__ENTRIES__
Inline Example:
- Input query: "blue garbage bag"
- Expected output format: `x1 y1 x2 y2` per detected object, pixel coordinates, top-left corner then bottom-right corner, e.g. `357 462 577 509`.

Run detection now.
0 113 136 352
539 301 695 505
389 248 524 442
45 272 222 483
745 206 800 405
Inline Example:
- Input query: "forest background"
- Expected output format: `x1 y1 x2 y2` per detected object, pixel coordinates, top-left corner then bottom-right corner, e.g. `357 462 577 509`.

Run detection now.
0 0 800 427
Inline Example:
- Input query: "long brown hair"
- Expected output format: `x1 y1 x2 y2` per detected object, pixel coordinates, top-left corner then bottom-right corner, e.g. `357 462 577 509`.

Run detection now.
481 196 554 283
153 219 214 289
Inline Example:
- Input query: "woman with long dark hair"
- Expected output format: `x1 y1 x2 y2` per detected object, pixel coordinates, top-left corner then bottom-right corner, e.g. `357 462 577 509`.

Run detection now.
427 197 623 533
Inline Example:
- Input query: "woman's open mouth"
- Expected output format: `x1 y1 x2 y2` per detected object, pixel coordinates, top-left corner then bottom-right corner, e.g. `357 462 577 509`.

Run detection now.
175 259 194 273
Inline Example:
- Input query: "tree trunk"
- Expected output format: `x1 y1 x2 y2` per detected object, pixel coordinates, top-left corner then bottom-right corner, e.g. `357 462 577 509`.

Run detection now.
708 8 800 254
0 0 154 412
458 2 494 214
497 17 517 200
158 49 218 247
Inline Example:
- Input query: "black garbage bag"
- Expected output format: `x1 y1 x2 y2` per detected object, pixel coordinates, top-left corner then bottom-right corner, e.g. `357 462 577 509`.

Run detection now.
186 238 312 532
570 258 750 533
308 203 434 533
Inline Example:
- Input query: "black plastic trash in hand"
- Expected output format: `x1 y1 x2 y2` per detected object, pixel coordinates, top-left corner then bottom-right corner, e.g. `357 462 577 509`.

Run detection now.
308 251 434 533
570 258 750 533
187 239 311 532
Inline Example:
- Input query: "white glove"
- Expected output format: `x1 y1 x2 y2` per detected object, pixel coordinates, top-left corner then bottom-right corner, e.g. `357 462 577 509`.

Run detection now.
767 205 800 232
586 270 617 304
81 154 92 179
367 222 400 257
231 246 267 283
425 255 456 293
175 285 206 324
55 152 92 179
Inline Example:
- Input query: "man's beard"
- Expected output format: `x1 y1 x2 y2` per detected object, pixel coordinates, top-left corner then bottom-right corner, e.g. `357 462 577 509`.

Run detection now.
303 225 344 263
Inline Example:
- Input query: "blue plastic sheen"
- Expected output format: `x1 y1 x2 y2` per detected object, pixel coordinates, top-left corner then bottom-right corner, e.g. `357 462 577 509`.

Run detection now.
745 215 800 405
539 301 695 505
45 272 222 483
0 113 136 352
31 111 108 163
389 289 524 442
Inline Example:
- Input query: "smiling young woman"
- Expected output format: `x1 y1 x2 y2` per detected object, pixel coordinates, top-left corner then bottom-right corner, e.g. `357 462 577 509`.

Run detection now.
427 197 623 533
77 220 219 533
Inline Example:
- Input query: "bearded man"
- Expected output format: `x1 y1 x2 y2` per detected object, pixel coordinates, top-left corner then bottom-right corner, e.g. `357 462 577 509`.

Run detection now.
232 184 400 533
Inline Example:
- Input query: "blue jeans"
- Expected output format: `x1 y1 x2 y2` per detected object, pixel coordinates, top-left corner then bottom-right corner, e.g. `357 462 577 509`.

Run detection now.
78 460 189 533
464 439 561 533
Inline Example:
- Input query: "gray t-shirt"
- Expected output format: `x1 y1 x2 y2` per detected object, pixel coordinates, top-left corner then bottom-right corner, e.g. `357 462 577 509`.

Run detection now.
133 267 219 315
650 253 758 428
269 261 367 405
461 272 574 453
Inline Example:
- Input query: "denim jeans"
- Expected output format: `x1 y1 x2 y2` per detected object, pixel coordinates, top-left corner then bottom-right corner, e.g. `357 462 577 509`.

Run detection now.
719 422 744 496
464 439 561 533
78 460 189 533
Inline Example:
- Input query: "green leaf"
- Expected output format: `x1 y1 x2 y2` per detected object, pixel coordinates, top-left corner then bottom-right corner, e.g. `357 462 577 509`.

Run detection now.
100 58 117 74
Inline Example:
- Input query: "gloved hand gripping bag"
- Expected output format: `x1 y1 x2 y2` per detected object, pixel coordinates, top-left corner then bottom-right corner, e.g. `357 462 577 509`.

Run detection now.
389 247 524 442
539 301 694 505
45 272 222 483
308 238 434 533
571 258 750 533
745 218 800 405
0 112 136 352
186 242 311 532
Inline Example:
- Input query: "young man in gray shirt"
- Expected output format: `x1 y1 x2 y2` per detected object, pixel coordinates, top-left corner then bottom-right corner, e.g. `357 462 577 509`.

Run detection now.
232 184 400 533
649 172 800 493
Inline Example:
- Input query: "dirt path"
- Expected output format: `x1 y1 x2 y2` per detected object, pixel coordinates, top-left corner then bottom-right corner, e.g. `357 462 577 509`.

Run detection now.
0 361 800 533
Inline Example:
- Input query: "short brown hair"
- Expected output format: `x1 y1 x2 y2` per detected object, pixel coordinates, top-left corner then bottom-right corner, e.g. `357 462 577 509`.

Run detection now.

__TASK TO COMPLETE__
Print the entries exactly. Include every one.

__SOLUTION FOR THIS EXERCISE__
Inline Example:
- Input query: "blue garbage bag"
- Expected output format: `x1 y1 x2 y2` per detected object, pixel coordinates, top-left corner then bottom-right corner, e.g. `357 462 577 509`.

Run detection now.
0 113 136 352
539 301 695 505
389 248 524 442
45 272 222 483
745 206 800 405
Inline Example:
- Input query: "forest background"
- Expected output format: `x1 y1 x2 y2` per detected object, pixel coordinates, top-left corner then bottom-right corner, e.g. `357 462 577 509`.

Run detection now.
0 0 800 427
Inline Example:
- Input query: "long brown hair"
- Expected output format: `x1 y1 x2 y2` per detected object, pixel coordinates, top-left corner then bottom-right corner, e.g. `357 462 577 509`.

Run detection now.
481 196 554 283
153 219 214 289
Inline Example:
- Input query: "woman with long dark hair"
- Expected output format: `x1 y1 x2 y2` per detected object, pixel coordinates, top-left corner then bottom-right corner, e.g. `357 462 577 509`.

Run detection now.
427 197 623 533
Inline Example:
- Input query: "woman's open mouth"
- Expected output format: `x1 y1 x2 y2` per detected object, pixel coordinates, top-left corner then bottom-right corner, e.g. `357 462 577 509`.

Run detection now.
175 259 194 273
Inline Example:
- Input query: "tree trunk"
- Expected output format: `x1 y1 x2 y2` per detected object, pixel coordinates, top-left corner then bottom-right corner, e.g. `357 462 577 509`.

Run detection now.
708 8 800 254
0 0 154 412
458 2 494 214
497 17 517 200
158 49 218 247
Inline Example:
- Input query: "black garbage bag"
- Expected output format: `x1 y1 x2 y2` per detected object, pixel coordinates, top-left corner then bottom-right corner, e.g. `357 462 577 509`.

Run detection now.
186 238 312 532
570 258 750 533
308 203 434 533
Inline Example:
- Input query: "black plastic trash in hand"
- Expected output format: `x1 y1 x2 y2` per detected object, pixel coordinates, top-left corner then bottom-right corner, e.g. `357 462 577 509`.

Run detection now.
308 251 434 533
570 258 750 533
187 239 311 532
Inline Example:
- Input query: "white glove"
- Expected output format: `x1 y1 x2 y2` per detected object, pixel coordinates, top-left corner then bottom-right corner, e.g. `357 462 577 509`.

Run detection now.
767 205 800 232
586 270 617 304
81 154 92 179
367 222 400 257
231 246 267 283
425 255 456 293
175 285 206 324
55 152 92 179
Inline Example:
- Input query: "man's beard"
- Expected output format: `x1 y1 x2 y2` per detected object, pixel coordinates, top-left corner then bottom-right corner, e.g. `357 462 577 509`.

Run detection now.
303 225 344 263
Inline Example:
- Input query: "blue plastic sheen"
- Expected output format: `x1 y1 x2 y2` per detected object, pixel coordinates, top-left corner then bottom-right corner, e.g. `357 462 577 509`.

Run detection now.
745 215 800 405
539 301 695 505
45 272 222 483
0 113 136 352
31 111 108 163
389 289 524 442
Inline Example:
- Input query: "smiling young woman"
- Expected output format: `x1 y1 x2 y2` per detected object, pixel coordinates, top-left corner then bottom-right corner, e.g. `357 462 577 509`.

Run detection now.
427 197 623 533
77 220 219 533
Inline Example:
- Input query: "bearded man"
- Expected output format: `x1 y1 x2 y2` per detected object, pixel coordinates, top-left corner then bottom-right corner, e.g. `357 462 577 509`.

Run detection now.
232 184 400 533
Inline Example:
- Input query: "blue jeans"
- Expected output format: `x1 y1 x2 y2` per detected object, pixel coordinates, top-left corner then bottom-right corner, e.g. `357 462 577 509`.

Run detection now.
78 460 189 533
464 439 561 533
Inline Example:
- Input query: "gray t-shirt"
- Expected output format: `x1 y1 x2 y2` per detected object, pixel coordinates, top-left corner then bottom-right corner, e.g. `357 462 577 509`.

Run detection now.
133 267 219 315
650 253 758 428
269 261 367 405
461 272 574 453
Inline Example:
- Input query: "denim jeans"
- Expected output format: `x1 y1 x2 y2` per detected object, pixel coordinates, top-left corner then bottom-right corner, e.g. `357 462 577 509`.

Run detection now.
719 422 744 496
464 439 561 533
78 460 189 533
Inline Example:
- Input query: "green leaf"
- Expected output format: `x1 y1 x2 y2` per detected object, pixel coordinates, top-left corner then bottom-right corner, e.g. `357 462 577 509`.

Run detection now.
100 58 117 74
Inline Example:
- Input query: "gloved hand gripping bag"
- Expected output format: `x1 y1 x2 y2` per detected object, pixel coordinates, top-left corner then bottom-right corner, e.g. `357 462 577 509`.

Run detection now.
389 247 524 442
539 301 694 505
45 272 222 483
308 238 434 533
571 258 750 533
745 218 800 405
0 112 136 352
186 242 311 532
Inline Example:
- Input query: "young man in gray shirt"
- Expected output format: `x1 y1 x2 y2` per detected object, pixel coordinates, top-left corner then bottom-right corner, e.g. `357 462 577 509`.

Run detection now.
232 184 400 533
649 172 800 493
Inline Example:
- Input query: "dirt path"
- Expected output format: `x1 y1 x2 y2` per detected object, pixel coordinates, top-left corner then bottom-right corner, e.g. `357 462 577 509`.

Run detection now.
0 361 800 533
Inline Example:
- Input query: "short brown hair"
- Expected output format: `x1 y1 x2 y2` per detected object, pixel coordinates, top-left corner then bottom-right corner, e.g. `357 462 577 509`.

Run detection now.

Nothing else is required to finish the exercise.